→ ROWS
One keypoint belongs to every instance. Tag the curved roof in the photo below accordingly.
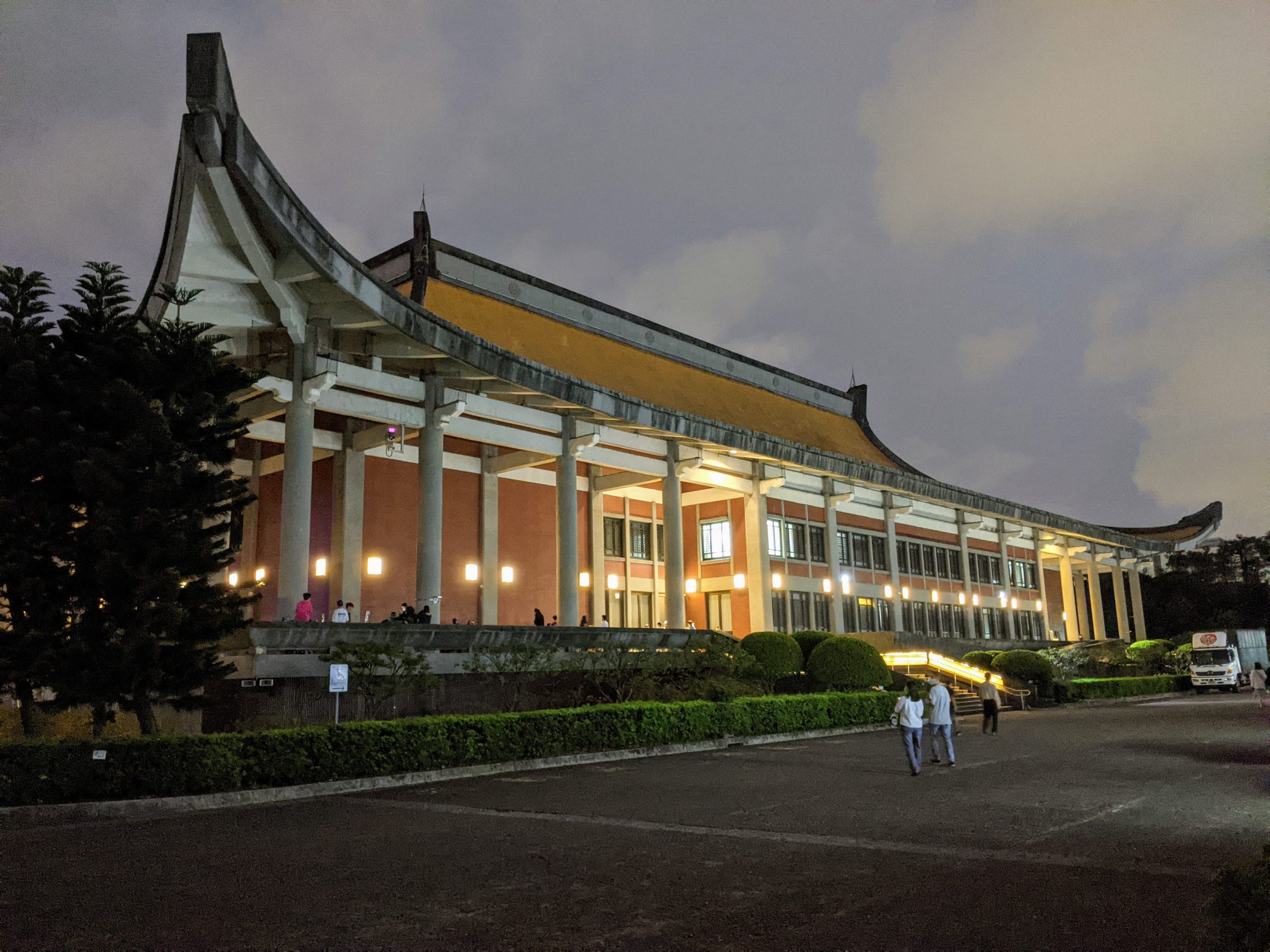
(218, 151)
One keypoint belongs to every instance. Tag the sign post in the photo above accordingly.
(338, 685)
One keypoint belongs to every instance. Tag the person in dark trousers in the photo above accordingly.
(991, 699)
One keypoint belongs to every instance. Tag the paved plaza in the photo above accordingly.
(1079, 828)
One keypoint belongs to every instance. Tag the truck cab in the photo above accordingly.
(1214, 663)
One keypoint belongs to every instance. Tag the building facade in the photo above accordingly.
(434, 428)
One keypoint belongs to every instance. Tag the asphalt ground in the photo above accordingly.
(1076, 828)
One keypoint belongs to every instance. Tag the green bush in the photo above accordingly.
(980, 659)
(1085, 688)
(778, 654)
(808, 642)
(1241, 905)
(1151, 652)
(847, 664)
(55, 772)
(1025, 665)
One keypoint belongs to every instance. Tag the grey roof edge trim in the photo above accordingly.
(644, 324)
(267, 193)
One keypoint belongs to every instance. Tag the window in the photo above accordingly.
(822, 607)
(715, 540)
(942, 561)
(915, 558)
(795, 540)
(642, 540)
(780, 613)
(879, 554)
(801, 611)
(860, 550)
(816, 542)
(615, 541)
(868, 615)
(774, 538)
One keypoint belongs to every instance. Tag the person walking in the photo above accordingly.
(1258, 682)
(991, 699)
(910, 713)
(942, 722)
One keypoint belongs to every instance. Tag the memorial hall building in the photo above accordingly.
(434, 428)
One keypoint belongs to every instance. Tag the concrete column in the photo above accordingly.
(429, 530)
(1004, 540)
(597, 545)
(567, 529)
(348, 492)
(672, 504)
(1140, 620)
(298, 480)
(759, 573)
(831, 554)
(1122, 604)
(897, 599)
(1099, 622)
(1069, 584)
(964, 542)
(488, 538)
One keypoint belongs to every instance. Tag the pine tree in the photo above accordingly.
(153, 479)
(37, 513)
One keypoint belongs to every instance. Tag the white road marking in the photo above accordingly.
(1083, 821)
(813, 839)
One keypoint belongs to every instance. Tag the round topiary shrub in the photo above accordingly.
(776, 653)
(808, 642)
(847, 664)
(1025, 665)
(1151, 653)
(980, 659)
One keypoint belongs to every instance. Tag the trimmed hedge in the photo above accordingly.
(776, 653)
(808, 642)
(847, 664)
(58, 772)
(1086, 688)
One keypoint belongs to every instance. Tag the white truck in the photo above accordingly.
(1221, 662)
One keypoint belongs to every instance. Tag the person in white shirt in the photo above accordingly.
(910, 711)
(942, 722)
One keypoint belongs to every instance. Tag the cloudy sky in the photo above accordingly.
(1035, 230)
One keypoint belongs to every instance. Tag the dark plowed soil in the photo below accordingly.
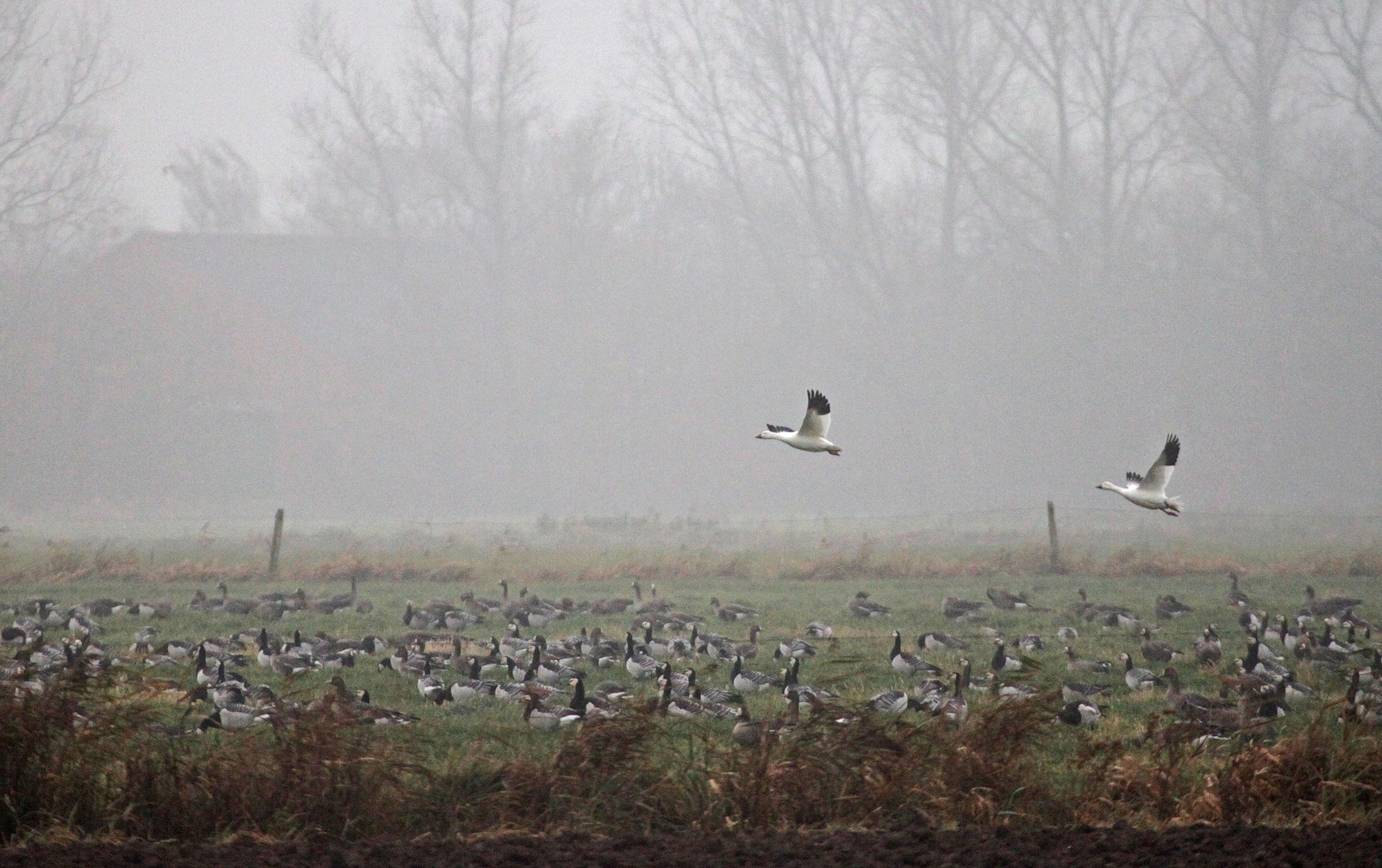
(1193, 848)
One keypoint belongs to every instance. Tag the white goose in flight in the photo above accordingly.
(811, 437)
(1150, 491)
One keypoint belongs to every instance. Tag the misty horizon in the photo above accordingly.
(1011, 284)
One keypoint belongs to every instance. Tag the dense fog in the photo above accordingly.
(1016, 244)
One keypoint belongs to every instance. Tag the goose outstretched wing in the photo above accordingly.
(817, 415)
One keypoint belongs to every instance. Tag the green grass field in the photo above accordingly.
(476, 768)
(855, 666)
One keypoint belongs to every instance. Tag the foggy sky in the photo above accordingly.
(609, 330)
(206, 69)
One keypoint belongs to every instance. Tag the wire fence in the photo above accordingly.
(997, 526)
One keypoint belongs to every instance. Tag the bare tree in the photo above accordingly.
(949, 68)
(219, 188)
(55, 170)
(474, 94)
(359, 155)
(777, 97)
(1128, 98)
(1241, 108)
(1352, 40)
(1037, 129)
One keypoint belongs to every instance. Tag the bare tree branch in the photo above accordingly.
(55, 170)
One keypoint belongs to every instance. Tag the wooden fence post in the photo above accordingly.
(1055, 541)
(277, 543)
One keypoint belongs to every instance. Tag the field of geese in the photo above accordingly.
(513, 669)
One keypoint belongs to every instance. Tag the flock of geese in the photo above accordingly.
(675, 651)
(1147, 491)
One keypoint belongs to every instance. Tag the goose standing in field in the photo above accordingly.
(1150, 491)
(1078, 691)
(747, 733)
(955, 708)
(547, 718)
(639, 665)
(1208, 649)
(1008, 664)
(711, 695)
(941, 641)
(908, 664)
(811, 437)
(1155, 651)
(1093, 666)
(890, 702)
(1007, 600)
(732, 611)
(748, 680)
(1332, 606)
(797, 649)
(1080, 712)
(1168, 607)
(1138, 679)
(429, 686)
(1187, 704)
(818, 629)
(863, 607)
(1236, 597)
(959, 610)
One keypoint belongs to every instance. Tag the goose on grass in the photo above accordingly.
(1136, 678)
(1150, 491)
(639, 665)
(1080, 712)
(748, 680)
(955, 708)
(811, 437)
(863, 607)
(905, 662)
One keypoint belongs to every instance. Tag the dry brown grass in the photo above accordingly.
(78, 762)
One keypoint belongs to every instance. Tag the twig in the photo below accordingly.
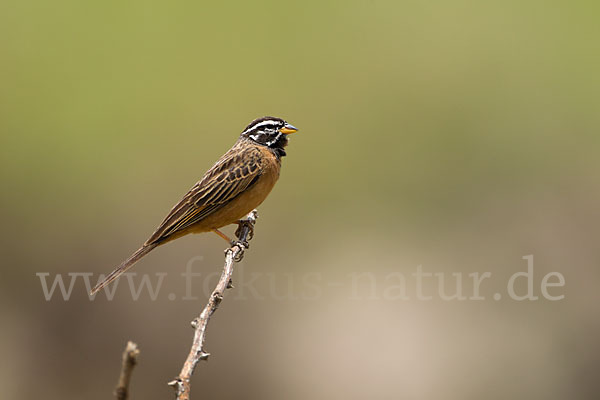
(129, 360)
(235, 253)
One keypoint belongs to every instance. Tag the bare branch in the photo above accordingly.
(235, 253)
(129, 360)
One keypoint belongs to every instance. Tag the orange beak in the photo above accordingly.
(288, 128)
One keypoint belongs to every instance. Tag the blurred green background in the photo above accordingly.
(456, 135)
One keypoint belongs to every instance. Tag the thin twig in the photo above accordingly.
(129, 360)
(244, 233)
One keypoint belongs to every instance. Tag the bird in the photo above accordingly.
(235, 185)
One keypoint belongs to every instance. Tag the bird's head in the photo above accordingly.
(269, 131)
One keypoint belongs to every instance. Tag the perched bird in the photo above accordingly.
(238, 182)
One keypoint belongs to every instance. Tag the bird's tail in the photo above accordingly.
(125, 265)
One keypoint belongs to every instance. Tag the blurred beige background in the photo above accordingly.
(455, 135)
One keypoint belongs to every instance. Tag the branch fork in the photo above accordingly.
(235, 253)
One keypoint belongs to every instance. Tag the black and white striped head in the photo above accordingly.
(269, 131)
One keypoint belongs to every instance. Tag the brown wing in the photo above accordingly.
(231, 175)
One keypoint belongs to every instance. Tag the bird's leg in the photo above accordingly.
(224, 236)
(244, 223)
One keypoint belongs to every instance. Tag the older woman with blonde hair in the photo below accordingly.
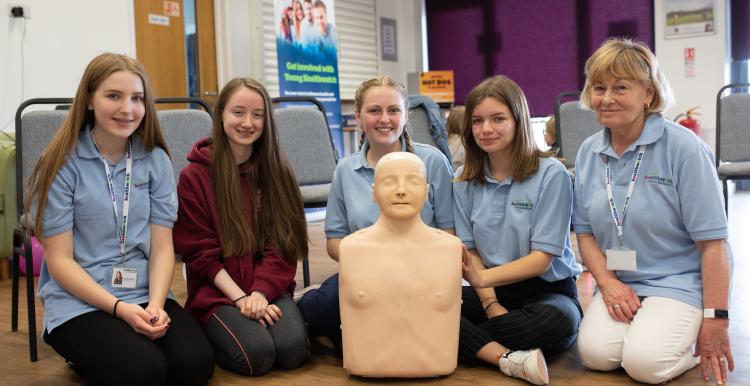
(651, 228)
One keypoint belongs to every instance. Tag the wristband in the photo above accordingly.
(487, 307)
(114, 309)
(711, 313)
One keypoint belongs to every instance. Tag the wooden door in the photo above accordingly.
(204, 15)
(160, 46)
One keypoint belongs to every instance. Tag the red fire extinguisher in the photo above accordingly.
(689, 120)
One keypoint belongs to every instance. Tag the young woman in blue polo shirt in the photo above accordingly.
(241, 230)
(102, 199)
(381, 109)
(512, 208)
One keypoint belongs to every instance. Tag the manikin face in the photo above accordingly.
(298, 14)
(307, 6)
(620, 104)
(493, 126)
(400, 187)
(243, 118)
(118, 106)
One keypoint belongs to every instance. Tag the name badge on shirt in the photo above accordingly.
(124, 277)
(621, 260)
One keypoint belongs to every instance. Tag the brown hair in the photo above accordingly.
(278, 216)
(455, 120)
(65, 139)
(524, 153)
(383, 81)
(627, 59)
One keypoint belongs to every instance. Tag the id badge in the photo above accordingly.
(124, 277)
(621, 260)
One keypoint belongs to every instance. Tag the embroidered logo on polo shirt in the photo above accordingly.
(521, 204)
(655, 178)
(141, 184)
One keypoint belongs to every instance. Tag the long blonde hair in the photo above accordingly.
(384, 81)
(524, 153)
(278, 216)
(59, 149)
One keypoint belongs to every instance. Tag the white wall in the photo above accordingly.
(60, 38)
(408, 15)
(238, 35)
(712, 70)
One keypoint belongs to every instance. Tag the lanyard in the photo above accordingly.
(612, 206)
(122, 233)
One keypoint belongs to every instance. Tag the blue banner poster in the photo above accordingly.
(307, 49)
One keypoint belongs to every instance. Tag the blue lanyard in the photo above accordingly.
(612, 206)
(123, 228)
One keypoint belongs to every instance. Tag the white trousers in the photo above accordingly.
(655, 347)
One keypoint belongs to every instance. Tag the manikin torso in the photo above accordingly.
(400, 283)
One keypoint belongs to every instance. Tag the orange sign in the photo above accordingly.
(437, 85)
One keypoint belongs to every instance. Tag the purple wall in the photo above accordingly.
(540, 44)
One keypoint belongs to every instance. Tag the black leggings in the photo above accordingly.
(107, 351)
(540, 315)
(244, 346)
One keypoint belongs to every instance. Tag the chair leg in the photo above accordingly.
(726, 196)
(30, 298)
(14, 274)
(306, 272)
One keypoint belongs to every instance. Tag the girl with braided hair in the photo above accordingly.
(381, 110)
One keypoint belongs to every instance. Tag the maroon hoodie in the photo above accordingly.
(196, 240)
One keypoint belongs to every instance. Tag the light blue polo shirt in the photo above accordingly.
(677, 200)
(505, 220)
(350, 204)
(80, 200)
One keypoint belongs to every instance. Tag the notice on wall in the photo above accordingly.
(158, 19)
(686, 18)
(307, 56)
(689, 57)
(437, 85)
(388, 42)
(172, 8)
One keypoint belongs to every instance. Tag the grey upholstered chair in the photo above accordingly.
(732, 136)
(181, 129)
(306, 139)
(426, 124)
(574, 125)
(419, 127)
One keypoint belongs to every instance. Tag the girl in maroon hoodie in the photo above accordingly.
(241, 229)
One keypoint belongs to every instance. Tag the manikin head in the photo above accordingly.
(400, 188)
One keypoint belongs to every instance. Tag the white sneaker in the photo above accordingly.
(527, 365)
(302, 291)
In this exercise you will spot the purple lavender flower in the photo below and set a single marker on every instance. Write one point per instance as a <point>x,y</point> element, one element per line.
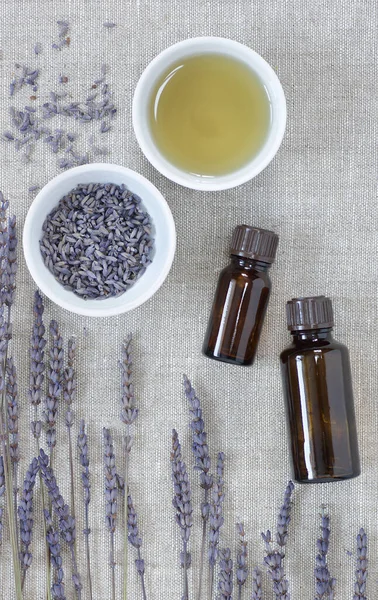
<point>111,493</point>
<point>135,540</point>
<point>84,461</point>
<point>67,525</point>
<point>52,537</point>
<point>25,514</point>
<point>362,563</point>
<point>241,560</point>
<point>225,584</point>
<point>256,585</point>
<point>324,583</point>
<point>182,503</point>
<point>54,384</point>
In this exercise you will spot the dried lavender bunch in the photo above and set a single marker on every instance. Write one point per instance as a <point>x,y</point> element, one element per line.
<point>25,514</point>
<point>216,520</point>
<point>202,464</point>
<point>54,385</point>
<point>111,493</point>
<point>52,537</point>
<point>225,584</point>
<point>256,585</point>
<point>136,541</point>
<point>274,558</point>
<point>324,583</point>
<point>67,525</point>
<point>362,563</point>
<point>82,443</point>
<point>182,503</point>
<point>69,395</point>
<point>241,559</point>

→ TO BE DONE
Print again, word for word, every line from the line with "One keypoint belongs to every instance. Tag the maroon" to the final line of the records, inclusive; skip the pictures.

→ FINAL RESULT
One keypoint belongs to every instance. Tag the maroon hoodie in the photo above accordingly.
(196, 240)
One keypoint belongs to every instance. Tag the light blue polo shirt in the photo above accordingly.
(677, 200)
(505, 220)
(350, 204)
(80, 200)
One keypoint belongs to every instance. Tag the notice on wall in the photo above accordingly.
(158, 19)
(686, 18)
(307, 56)
(689, 57)
(437, 85)
(388, 42)
(172, 8)
One keypoint belongs to every instance. Tag the grey upholstered chair in the photo above accordingly.
(732, 136)
(181, 129)
(306, 139)
(426, 124)
(574, 125)
(419, 127)
One keypoint belongs to every instance. Tag the girl in maroon hoodie in the photo above accordingly.
(241, 229)
One keypoint belongs to every instance. Tag the manikin head in the photo above accordingly.
(400, 188)
One keypoint belongs to every instance. Tag the white sneaker in the photo above accordingly.
(527, 365)
(302, 291)
In this exercise you will spot the purple lavender flower in the photo below and set a single marker on every instance. Write one point per instance as a <point>x,y</point> element, one element per line.
<point>111,493</point>
<point>135,540</point>
<point>84,461</point>
<point>67,525</point>
<point>52,537</point>
<point>25,514</point>
<point>362,563</point>
<point>241,560</point>
<point>225,584</point>
<point>256,585</point>
<point>324,583</point>
<point>182,503</point>
<point>54,384</point>
In this exercise you will spot the dried lavender bunch in the photo above and set a single marker on every instance. Write one point per instance as a <point>x,y</point> element, one element per line.
<point>25,514</point>
<point>216,520</point>
<point>202,464</point>
<point>54,385</point>
<point>111,493</point>
<point>52,537</point>
<point>225,584</point>
<point>256,585</point>
<point>136,541</point>
<point>274,558</point>
<point>324,583</point>
<point>67,525</point>
<point>362,563</point>
<point>82,443</point>
<point>182,503</point>
<point>69,395</point>
<point>241,559</point>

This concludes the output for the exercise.